◆ **Work to be completed**:
Lines outside the range are not wanted. Give again exactly the lines between the line holding "Please mark the sheer" and the line holding "Target: wedding dress", inclusive, from the listing below.
== == ==
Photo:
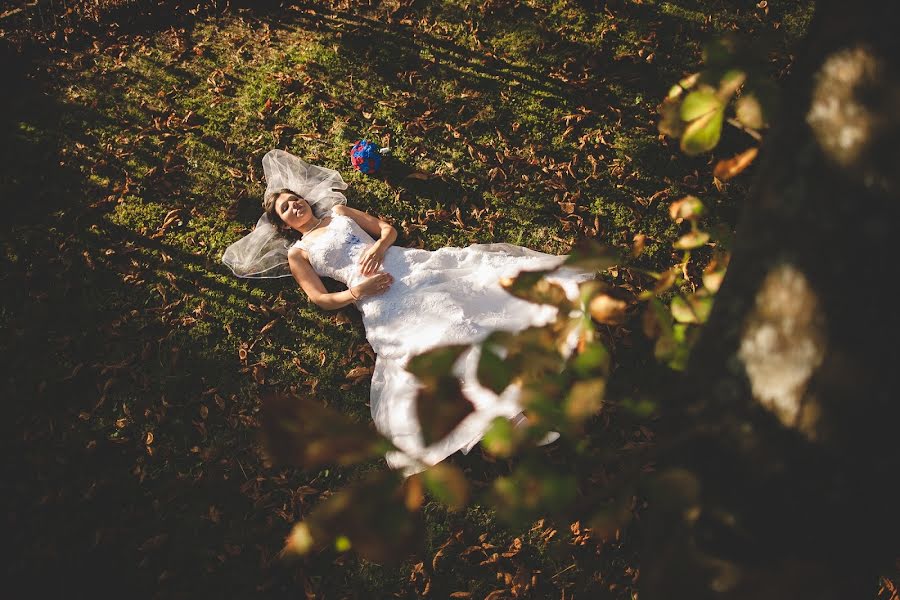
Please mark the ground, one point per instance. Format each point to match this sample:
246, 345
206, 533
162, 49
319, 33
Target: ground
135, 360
== == ==
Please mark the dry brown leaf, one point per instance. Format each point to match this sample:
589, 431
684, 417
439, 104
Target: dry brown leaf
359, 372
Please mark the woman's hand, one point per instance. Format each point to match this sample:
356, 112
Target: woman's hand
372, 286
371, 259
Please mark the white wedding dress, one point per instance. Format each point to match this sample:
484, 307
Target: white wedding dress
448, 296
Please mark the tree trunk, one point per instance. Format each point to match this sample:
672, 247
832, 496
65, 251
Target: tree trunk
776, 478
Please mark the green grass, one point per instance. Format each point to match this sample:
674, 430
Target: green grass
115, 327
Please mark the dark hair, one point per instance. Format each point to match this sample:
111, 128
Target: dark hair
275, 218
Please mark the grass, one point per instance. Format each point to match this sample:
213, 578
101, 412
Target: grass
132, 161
== == ==
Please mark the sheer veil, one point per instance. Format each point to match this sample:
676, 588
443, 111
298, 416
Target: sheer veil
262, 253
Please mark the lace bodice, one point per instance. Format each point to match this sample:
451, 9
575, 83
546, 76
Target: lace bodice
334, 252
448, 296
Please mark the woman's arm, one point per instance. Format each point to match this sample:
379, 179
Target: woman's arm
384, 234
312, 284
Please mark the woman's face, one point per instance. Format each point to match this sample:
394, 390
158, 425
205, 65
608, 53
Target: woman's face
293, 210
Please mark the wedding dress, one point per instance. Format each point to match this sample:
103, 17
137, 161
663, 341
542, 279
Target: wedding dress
== == ==
◆ **Response below**:
Please mark the sheer veil, one point per instance. Format each point to match this sample:
676, 588
443, 111
298, 416
Target: sheer veil
262, 253
Please mark the lace bodice, one point per instance. Format each point to match this sample:
451, 9
575, 83
546, 76
Target: lace bodice
334, 252
448, 296
Please mark the woman's arm, one point per instance. Format each point to match this sample:
379, 179
Target: woman's arm
384, 234
312, 284
Please mark the woman's face, one point per instance. Format each point to match this sample:
394, 390
158, 425
205, 65
608, 53
Target: woman's face
293, 210
Please mark the wedding dress, one point per instance. Format each point to match this sample:
103, 17
137, 161
663, 341
542, 279
Target: wedding dress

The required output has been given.